» **Assignment**: Return exactly the span of lines in the following data that opens with the line containing "the yellow jacket in the image above." and closes with the line containing "pole in the image above.". Include nothing else.

___ Data under study ___

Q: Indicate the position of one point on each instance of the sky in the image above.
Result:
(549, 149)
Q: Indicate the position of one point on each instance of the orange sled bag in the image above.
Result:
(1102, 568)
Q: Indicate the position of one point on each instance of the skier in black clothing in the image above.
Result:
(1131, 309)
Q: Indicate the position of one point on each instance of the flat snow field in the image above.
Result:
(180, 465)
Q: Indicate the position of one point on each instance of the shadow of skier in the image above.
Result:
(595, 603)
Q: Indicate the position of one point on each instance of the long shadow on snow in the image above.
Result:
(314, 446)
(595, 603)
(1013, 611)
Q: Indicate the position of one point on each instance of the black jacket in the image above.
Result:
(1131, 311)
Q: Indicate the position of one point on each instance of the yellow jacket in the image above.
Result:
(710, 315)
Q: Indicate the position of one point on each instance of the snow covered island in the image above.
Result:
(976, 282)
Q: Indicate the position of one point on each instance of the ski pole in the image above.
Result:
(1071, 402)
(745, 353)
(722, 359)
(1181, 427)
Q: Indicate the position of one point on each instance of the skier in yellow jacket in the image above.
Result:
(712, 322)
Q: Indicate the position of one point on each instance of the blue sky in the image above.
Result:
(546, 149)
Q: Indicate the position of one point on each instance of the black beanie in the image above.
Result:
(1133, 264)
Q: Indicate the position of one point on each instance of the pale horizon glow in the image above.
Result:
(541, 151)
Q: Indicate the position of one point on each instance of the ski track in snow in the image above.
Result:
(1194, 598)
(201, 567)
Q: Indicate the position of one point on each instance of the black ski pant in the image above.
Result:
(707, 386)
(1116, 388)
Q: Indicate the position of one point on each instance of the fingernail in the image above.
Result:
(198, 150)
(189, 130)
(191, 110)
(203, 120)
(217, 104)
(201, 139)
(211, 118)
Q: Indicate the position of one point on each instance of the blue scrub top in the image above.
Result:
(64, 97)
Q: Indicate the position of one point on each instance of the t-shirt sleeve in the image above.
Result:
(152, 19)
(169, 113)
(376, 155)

___

» **The completed task**:
Q: Indicate the position of one point on each instance of the yellow jacket in the image above.
Result:
(710, 315)
Q: Indicate the position of one point on each instance of the snow covered island in the image above.
Result:
(976, 282)
Q: Indicate the position of one point on each instance of the ski pole in the image above.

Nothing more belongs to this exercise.